EXERCISE DETAILS
Copy out the entries below verbatim, from the line that contains "QA review pass — verify and re-annotate all instances of metal" to the line that contains "[[109, 53, 127, 75]]", including both of those lines.
--------------------------------------------------
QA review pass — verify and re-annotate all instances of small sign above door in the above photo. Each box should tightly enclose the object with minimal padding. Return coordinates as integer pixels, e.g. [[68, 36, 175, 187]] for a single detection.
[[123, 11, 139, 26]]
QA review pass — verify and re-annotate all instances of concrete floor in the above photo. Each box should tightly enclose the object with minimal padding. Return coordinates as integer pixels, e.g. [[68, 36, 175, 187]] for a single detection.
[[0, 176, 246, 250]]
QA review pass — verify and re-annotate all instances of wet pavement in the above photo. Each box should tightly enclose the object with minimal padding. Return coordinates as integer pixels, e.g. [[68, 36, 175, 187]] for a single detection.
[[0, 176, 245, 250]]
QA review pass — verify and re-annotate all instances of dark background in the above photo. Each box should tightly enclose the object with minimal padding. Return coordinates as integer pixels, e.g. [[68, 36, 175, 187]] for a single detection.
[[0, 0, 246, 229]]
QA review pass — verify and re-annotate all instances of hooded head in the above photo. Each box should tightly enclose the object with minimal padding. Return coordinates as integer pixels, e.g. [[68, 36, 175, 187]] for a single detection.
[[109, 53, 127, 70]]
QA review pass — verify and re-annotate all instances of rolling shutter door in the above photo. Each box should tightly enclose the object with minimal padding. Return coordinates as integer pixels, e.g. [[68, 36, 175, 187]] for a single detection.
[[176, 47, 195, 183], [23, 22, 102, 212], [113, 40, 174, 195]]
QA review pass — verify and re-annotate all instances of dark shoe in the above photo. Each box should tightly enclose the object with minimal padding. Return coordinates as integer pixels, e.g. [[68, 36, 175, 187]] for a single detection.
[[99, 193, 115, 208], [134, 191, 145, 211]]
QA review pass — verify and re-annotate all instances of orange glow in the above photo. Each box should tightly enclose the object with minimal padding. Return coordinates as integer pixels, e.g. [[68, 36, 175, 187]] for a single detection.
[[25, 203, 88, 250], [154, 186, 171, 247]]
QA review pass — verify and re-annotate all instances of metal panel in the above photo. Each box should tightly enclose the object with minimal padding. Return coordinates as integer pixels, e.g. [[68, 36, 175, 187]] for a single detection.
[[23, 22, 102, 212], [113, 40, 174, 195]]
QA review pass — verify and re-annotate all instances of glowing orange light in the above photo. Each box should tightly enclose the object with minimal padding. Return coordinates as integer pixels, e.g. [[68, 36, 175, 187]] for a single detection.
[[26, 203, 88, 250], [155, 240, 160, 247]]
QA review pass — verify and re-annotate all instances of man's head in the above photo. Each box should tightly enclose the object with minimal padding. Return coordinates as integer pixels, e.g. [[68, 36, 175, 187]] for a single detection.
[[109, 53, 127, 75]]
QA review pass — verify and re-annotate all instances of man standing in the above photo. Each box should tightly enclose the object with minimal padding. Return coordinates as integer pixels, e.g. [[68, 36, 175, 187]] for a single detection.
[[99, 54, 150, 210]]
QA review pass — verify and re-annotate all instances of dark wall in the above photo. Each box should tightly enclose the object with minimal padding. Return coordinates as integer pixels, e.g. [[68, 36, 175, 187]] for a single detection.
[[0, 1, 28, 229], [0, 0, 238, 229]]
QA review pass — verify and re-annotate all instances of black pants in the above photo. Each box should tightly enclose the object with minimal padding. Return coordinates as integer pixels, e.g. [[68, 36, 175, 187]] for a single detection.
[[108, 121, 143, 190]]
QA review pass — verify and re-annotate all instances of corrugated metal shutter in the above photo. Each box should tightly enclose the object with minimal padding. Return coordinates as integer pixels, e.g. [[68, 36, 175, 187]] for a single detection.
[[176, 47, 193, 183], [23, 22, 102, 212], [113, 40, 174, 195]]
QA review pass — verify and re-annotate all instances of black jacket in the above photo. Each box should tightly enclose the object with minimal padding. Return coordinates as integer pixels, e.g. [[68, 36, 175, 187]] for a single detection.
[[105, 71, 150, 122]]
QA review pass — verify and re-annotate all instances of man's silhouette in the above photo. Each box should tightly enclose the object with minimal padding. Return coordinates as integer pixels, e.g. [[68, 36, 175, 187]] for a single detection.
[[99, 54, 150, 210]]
--------------------------------------------------
EXERCISE ANSWER
QA review pass — verify and re-annotate all instances of metal panel in the above photo. Each box should tightly enclose the object with minimal padding. Return coordinates as integer pixels, e.g. [[68, 36, 175, 187]] for a single detection.
[[23, 22, 102, 212], [113, 40, 174, 195]]
QA review pass — verify and re-annotate all instances of glowing orange light in the above photo. Each box should tightly enclose the object with minimal padding. Return coordinates as integer pixels, e.g. [[68, 36, 175, 187]] for a single detection.
[[26, 203, 88, 250], [155, 240, 160, 247]]
QA review pass — verify and re-annotate all instances of man's head in the above photo. Each box should tightly enclose the object with minimal padding. Return coordinates as integer pixels, e.g. [[68, 36, 175, 187]] for a single detection.
[[109, 53, 127, 75]]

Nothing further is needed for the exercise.